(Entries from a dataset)
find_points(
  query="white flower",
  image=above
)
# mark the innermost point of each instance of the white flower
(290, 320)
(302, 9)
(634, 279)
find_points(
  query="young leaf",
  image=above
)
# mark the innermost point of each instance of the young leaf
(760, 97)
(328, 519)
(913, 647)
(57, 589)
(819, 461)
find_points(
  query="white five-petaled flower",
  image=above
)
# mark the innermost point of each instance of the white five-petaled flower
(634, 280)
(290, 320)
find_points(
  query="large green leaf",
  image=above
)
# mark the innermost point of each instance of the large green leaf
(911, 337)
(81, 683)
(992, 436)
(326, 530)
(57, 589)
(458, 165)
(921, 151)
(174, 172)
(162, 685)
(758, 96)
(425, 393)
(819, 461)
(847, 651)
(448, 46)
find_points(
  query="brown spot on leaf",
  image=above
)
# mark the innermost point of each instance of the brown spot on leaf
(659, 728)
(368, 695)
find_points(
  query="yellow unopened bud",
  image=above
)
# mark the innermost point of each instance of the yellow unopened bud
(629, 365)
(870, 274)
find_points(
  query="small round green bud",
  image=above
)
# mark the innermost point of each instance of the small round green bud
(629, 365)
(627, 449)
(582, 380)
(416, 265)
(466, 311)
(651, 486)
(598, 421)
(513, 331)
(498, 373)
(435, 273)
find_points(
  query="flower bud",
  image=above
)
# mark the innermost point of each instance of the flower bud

● **Written problem**
Reproduce the records above exactly.

● **Answer for the task**
find_points(
  query="white flower",
  image=above
)
# mark the innermost point of each instance of the white flower
(290, 320)
(302, 9)
(634, 279)
find_points(
  query="young leaf",
  image=above
)
# mark the innermost point of each instance of the young leaf
(760, 97)
(328, 519)
(913, 647)
(57, 589)
(819, 461)
find_points(
  query="white five-petaled flower",
  image=above
)
# mark the innermost point of each instance of the white five-petaled flower
(634, 280)
(290, 320)
find_points(
  query="large green leaf",
  image=above
)
# mark the innermost point of each instance of the large green leaf
(911, 337)
(81, 683)
(992, 436)
(326, 530)
(57, 589)
(458, 165)
(921, 151)
(174, 172)
(162, 685)
(758, 96)
(425, 393)
(819, 461)
(847, 651)
(448, 46)
find_points(
  query="brown spot on leaf",
  image=above
)
# mark the innermost point of each instance of the brown spot on leaf
(659, 728)
(368, 695)
find_points(
  query="yellow unopened bud",
  image=above
)
# mark the innermost point of each instance of the yellow unopened bud
(629, 365)
(870, 274)
find_points(
  query="small round green bud",
  image=above
)
# mark the innermost point of each instance of the small round green bud
(629, 365)
(627, 449)
(582, 380)
(416, 265)
(466, 311)
(651, 486)
(598, 421)
(513, 331)
(498, 373)
(435, 273)
find_points(
  query="flower bud",
  image=above
)
# mark the innermost point of each instance of the flower bud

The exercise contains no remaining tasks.